And this month, an arbitrator ruled that evidence linking Rodriguez to the Biogenesis anti-aging clinic showed that he had used illicit drugs over the last few years, and decided that he must be suspended for the 2014 season and not play in the postseason. Rodriguez is appealing the decision in federal court.
There was a time, beginning with his years in Seattle, when Rodriguez was an easy-to-market athlete, regionally and nationally. No one was ready for his reputation to fall into tatters.
“He was a superstar player, very attractive, with an engaging personality who was destined for greatness,” said Bob Williams, the chief executive of Burns Entertainment, which matches celebrities with brands. “There was so much talk that he would do damage to the record books. Those attributes are appealing to most advertisers and helped him as he moved from Seattle to Texas and New York.”
His advertising résumé includes a Radio Shack commercial with Daisy Fuentes and an Amtrak commercial with Nomar Garciaparra.
He had deals with Pepsi, Eagle Hardware (which was acquired by Lowe’s), Armani and Topps, Williams said. He had a milk mustache for the “Got Milk?” campaign. He advertised Armour hot dogs with Greg Maddux, Roger Clemens, Barry Bonds and other players. He ran through Manhattan for Mennen Speed Stick, telling the camera: “New York. Pressure? No sweat.” In 2008, Rodriguez co-starred in a Guitar Hero commercial with Kobe Bryant, Michael Phelps and Tony Hawk in which all wore pink button-down shirts, boxers and white socks as they mocked Tom Cruise in “Risky Business.”
Now, it appears, Rodriguez has almost nothing to pitch. He has not lost his endorsements rapidly, as Lance Armstrong did in the aftermath of his admission that he had used banned drugs throughout his run of seven Tour de France victories. Instead, Rodriguez’s deals eventually ended. Certainly, some campaigns simply ran their course. But some companies chose not to renew their ties to him.
Nike, for instance, did not re-enlist with Rodriguez after his deal ended in 2009, but it still occasionally gives him apparel, a spokesman said.
Spokesmen for Rodriguez declined to say what endorsements he still has, if any.
Companies do not want their images hurt by associating themselves with a celebrity who has cheated, as Rodriguez has, or been barred by a sport, as Armstrong has.
Phil de Picciotto, the president and founder of Octagon Inc., a sports marketer, said that endorsements were linked “not only to visibility and performance, but also to authenticity, relatability and likability.” Those qualities are more attributable to other Yankees, like Derek Jeter and Mariano Rivera, he said.
Rodriguez’s appeal to fans and the public, which marketers assess before they put athletes in ads, has been plummeting as measured by Q Scores, the company that conducts surveys that assess celebrity popularity. In 2003, long before he admitted to using steroids, Rodriguez’s Q score was 18, somewhat above average for major leaguers, but well below Ken Griffey Jr.’s 26.

---+---

_Required action A_
Answer these questions about the article on Rodriguez's endorsements:
(i) For which season did the arbitrator rule that Rodriguez must be suspended?
(ii) In what year did Rodriguez's deal with Nike end?
(iii) What was Rodriguez's Q score in 2003?
_Required action B_
Copy word for word the part of the article on Rodriguez's endorsements that opens with the words containing "Now, it appears, Rodriguez" and closes with "as Armstrong has.".

_Stored entries_
---+---

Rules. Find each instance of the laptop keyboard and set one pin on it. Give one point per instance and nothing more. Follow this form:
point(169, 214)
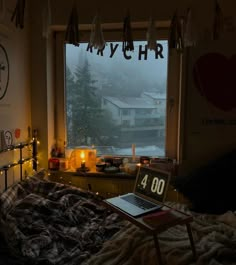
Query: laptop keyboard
point(138, 202)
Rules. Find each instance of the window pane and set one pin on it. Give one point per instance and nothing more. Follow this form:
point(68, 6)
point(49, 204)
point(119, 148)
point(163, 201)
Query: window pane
point(115, 100)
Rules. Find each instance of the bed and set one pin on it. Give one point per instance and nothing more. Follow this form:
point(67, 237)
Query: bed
point(44, 222)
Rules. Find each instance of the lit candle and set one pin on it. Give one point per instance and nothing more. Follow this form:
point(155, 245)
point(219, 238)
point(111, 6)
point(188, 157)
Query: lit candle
point(82, 156)
point(133, 152)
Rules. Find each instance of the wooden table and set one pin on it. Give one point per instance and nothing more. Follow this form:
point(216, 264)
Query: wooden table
point(159, 221)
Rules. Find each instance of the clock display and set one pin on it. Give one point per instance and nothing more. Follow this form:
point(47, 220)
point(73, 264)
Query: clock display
point(4, 72)
point(152, 183)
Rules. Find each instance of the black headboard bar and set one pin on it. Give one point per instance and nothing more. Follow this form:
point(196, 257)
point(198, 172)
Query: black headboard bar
point(21, 160)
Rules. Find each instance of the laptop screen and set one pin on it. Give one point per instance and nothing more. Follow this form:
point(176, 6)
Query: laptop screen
point(152, 183)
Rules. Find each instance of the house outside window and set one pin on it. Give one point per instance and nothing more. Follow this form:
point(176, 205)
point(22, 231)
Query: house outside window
point(160, 137)
point(98, 88)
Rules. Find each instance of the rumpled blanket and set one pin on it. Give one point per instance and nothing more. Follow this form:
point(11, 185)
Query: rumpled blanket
point(44, 222)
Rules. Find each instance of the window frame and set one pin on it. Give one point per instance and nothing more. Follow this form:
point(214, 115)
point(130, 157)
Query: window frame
point(174, 103)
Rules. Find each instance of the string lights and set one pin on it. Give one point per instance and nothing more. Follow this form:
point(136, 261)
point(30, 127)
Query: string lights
point(22, 160)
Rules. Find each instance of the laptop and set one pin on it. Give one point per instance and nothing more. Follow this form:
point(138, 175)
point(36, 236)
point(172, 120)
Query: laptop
point(149, 192)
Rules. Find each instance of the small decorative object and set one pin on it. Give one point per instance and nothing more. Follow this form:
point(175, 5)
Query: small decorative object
point(4, 72)
point(18, 14)
point(128, 44)
point(96, 38)
point(53, 163)
point(175, 37)
point(145, 159)
point(83, 159)
point(218, 22)
point(72, 30)
point(151, 35)
point(2, 9)
point(46, 19)
point(189, 37)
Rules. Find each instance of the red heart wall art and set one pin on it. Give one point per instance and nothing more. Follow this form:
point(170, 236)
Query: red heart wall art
point(215, 77)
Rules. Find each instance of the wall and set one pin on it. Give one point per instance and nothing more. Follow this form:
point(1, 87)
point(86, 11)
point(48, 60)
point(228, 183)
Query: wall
point(15, 107)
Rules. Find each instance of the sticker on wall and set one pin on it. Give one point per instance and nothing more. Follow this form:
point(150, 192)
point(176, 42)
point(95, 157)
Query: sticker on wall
point(214, 76)
point(4, 72)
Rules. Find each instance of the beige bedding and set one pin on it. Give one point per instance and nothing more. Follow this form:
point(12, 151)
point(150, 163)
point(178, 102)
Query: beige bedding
point(214, 236)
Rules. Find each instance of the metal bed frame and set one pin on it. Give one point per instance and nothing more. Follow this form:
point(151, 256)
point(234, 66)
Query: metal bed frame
point(21, 160)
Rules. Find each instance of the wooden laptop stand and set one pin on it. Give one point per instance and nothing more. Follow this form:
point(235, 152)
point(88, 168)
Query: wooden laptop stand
point(157, 222)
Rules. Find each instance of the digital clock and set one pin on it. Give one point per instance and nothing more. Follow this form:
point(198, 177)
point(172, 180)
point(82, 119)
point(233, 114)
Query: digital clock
point(152, 183)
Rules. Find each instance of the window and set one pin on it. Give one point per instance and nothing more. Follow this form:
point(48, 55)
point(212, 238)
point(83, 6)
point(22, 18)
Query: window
point(115, 84)
point(129, 83)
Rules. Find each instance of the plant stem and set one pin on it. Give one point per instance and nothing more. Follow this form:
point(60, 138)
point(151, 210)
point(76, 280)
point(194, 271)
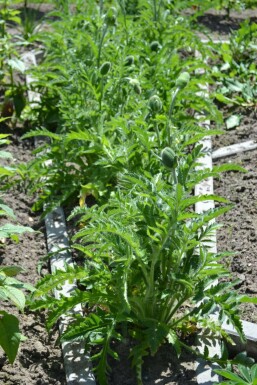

---+---

_Task solution A_
(i) The 2014 season.
(ii) 2009.
(iii) 18.

_Task solution B_
Now, it appears, Rodriguez has almost nothing to pitch. He has not lost his endorsements rapidly, as Lance Armstrong did in the aftermath of his admission that he had used banned drugs throughout his run of seven Tour de France victories. Instead, Rodriguez’s deals eventually ended. Certainly, some campaigns simply ran their course. But some companies chose not to renew their ties to him.
Nike, for instance, did not re-enlist with Rodriguez after his deal ended in 2009, but it still occasionally gives him apparel, a spokesman said.
Spokesmen for Rodriguez declined to say what endorsements he still has, if any.
Companies do not want their images hurt by associating themselves with a celebrity who has cheated, as Rodriguez has, or been barred by a sport, as Armstrong has.